Stored data entries
+--
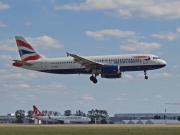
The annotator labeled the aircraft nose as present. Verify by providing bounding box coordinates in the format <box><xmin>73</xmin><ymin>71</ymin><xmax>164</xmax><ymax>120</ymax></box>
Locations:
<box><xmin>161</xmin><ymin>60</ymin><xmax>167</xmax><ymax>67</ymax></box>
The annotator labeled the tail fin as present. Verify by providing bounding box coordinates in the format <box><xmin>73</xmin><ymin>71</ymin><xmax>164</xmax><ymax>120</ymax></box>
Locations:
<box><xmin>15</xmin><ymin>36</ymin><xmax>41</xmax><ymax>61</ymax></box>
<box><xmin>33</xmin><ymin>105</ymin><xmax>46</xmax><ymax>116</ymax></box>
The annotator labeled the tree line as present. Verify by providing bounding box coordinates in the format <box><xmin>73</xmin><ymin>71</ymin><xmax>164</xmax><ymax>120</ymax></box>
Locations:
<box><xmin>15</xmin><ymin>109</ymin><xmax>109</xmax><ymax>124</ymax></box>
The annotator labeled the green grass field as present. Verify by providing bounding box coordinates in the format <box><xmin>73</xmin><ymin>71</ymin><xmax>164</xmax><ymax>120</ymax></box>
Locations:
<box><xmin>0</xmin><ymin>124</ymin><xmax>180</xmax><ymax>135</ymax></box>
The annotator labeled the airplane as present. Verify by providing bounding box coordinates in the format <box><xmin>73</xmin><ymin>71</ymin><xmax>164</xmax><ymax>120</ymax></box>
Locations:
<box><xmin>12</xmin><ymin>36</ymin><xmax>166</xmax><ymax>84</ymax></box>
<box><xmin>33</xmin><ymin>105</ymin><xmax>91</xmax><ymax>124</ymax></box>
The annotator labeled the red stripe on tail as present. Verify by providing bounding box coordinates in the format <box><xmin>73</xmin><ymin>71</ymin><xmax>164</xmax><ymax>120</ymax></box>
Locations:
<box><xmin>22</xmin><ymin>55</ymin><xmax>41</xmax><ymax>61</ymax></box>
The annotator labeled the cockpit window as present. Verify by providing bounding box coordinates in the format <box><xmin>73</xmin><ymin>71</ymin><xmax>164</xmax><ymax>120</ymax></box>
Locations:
+--
**Prompt:** Rewrite all of the material above, putting "reviewer" in place of every "annotator" and changing nothing else. Omit the pictures.

**Solution to this exercise:**
The reviewer labeled the aircraft nose as present. Verify by providing bounding box coordinates in the format <box><xmin>73</xmin><ymin>71</ymin><xmax>164</xmax><ymax>120</ymax></box>
Locations:
<box><xmin>161</xmin><ymin>60</ymin><xmax>167</xmax><ymax>67</ymax></box>
The reviewer labeled the tail fin as present. Verify by providing bounding box coordinates in the format <box><xmin>73</xmin><ymin>71</ymin><xmax>164</xmax><ymax>120</ymax></box>
Locations:
<box><xmin>15</xmin><ymin>36</ymin><xmax>41</xmax><ymax>61</ymax></box>
<box><xmin>33</xmin><ymin>105</ymin><xmax>46</xmax><ymax>116</ymax></box>
The reviewer labeled the tree line as present. Verify by providing bounding box coordinates in the format <box><xmin>73</xmin><ymin>71</ymin><xmax>164</xmax><ymax>120</ymax></box>
Locations:
<box><xmin>15</xmin><ymin>109</ymin><xmax>109</xmax><ymax>124</ymax></box>
The reviewer labeled the green grass field as present. Verify by providing bounding box coordinates in the format <box><xmin>73</xmin><ymin>71</ymin><xmax>164</xmax><ymax>120</ymax></box>
Locations:
<box><xmin>0</xmin><ymin>124</ymin><xmax>180</xmax><ymax>135</ymax></box>
The reviewer labeled the airplane as present. Verify by providing bounding box coordinates in the format <box><xmin>73</xmin><ymin>71</ymin><xmax>164</xmax><ymax>120</ymax></box>
Locations:
<box><xmin>12</xmin><ymin>36</ymin><xmax>166</xmax><ymax>84</ymax></box>
<box><xmin>33</xmin><ymin>105</ymin><xmax>91</xmax><ymax>124</ymax></box>
The reviewer labeled the red stripe on tail as present. Verify by providing bounding box coordinates in the format <box><xmin>73</xmin><ymin>71</ymin><xmax>164</xmax><ymax>120</ymax></box>
Locations:
<box><xmin>22</xmin><ymin>55</ymin><xmax>41</xmax><ymax>61</ymax></box>
The reviewer labeled the cockpit window as present. Verify by providing bounding box coordinates in the format <box><xmin>73</xmin><ymin>71</ymin><xmax>164</xmax><ymax>120</ymax></box>
Locations:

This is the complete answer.